Supplied text:
--- BEGIN ---

In his debut as playwright, Jeff Ho presents a solo piece that explores his family history through three generations of women. Structurally merging text and music, Trace plays with the non-linear and conflicting nature of family memory, and candidly mines trauma and hostility alongside love and loyalty, through Ho’s artful embodiment and Nina Lee Aquino’s strong direction.

Jeff Ho. Photo by Dahlia Katz.

Performed on a smartly crafted minimalist set of raised platforms with only two upright pianos as set pieces (co-designed by Aquino and Michelle Ramsay), the show centers on Ho’s skilled embodiment of the three core figures of Great Grandma, Grandma, and Ma. Notably, Ho chooses to embody these women without constructing gendered postures or attitudes for them. Instead, we are invited to read Ho’s body in performance for key gestures, stances, and tones (in both English and Cantonese) to decipher which of the three characters is being manifested. The choice is refreshing and intelligent. The character depictions are especially powerful in the precision and theatricality of individual vignettes. For example, the matriarchal presence of Great Grandma is beautifully portrayed in the first time she sets up a game of Mahjong: at once fiercely grounded in her stance, and expertly fluid in her smoking. Another vignette reveals Ma’s tenacity as a newcomer to Canada through a poignant reconfiguration of the piano as the elderly person Ma must attend to: lifting up the top cover of the upright piano, Ho gently leans against the piano and moves an arm into the narrow space between the hammers and the siding, enacting the careful gesture of cleaning someone who has soiled themselves.

--- END ---

Location-labeling records:
--- BEGIN ---

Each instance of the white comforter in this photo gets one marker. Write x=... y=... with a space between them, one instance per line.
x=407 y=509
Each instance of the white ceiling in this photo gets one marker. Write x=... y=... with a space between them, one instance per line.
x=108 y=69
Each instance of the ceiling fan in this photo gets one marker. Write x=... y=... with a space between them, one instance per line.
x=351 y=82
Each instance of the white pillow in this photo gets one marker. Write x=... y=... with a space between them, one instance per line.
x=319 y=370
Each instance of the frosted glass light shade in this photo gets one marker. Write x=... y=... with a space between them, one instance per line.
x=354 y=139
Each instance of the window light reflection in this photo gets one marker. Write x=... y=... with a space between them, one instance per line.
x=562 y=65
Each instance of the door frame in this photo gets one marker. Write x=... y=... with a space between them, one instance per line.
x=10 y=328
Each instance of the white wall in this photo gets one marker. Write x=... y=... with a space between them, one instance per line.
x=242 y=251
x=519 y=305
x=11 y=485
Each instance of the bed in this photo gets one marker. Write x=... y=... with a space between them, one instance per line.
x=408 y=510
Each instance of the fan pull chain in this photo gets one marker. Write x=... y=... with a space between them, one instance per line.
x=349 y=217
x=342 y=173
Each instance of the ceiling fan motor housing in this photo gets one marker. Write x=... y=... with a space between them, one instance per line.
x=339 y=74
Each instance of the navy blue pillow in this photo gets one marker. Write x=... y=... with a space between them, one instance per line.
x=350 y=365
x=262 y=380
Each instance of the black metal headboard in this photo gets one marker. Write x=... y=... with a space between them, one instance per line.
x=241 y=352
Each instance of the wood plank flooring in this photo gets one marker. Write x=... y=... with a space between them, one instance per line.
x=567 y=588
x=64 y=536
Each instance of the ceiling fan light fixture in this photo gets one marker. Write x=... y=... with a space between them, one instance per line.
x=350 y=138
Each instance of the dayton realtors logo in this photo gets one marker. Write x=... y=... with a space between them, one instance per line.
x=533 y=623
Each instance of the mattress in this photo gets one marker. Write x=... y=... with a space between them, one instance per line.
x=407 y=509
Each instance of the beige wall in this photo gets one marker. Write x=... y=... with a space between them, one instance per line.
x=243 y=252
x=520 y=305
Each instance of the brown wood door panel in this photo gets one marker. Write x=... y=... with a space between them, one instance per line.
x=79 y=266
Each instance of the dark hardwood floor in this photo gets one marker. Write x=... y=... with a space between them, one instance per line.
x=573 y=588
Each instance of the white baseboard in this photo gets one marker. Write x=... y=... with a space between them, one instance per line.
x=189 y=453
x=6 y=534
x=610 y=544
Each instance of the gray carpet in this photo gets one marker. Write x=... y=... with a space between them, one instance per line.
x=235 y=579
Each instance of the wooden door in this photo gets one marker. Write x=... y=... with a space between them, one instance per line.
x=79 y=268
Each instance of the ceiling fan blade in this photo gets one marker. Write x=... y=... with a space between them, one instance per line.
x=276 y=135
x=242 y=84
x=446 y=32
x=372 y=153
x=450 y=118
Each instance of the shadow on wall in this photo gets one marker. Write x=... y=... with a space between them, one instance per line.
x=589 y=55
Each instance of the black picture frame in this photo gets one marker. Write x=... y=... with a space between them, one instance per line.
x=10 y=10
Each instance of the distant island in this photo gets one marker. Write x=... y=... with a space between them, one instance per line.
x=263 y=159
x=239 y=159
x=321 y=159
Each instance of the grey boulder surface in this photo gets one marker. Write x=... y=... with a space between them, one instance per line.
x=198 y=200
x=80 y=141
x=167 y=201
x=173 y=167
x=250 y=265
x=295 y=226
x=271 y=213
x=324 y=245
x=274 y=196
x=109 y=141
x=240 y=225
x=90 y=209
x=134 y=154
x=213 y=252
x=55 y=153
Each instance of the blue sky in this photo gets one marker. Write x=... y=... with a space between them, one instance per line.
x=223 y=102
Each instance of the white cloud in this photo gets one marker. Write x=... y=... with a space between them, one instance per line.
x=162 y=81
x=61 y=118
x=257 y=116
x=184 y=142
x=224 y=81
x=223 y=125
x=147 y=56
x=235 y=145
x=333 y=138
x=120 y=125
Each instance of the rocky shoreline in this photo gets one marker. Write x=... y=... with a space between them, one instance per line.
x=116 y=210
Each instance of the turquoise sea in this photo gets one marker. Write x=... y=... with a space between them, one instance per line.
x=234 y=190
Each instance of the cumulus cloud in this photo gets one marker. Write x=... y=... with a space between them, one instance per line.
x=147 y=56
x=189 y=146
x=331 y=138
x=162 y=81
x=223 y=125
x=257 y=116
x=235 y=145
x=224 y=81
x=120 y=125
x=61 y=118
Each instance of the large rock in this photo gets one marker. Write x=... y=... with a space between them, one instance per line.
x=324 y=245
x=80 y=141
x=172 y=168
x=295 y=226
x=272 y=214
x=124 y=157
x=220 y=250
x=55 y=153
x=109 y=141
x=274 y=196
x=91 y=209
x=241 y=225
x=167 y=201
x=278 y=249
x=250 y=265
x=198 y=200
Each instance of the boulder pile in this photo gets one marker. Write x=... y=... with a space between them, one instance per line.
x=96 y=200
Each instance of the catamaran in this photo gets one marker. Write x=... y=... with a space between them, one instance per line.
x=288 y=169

--- END ---

What this task involves: Could you carry on the review of Trace from the point where it stops? These records were taken from a separate source.

Exercise response:
Structurally, the piece follows the form of a piano sonata in five movements, with an addition of a prelude and a coda. As Ho explains in an interview with My Gay Toronto, “As I tried to figure out the structure, how do we put a hundred years of memories, with gaps and time jumping, how do we make it fit? […] logic wasn’t the right way to approach it, but musically that was something we could carry.” This choice does away with the banality of a more linear autobiographical narrative, allowing for an affecting remembering of bits of the story across the differing perspectives of each character. It also has the promise of swiftly guiding its audience to distinct tempos; yet, in the performance, the shifts in rhythm remain too subtle, and the transitions between movements are marked primarily through their projected titles.

Jeff Ho. Photo by Dahlia Katz.

The music in the piece also serves to voice the peripheral, male characters. As Ho elaborates in an In The Greenroom interview, “I didn’t want the men to speak, I wanted to hear the women and what they wanted to say, and we get the intention and feeling from the men from the piano.” It is at the piano that we discover the character of the playwright himself: first, as a small child, shyly playing and dangling his feet; later as a teenager, playing Les Mis despite his mother’s disapproval. During the emotional climax of the piece, as Great Grandma leaves her ill son behind during the Japanese invasion of China in WWII, the piano’s escalation reveals the traumatic event. The piano both escalates the conflict and reduces the spoken text in favor of symbolic abstraction.

Trace plays through December 3rd, at the Factory Theatre.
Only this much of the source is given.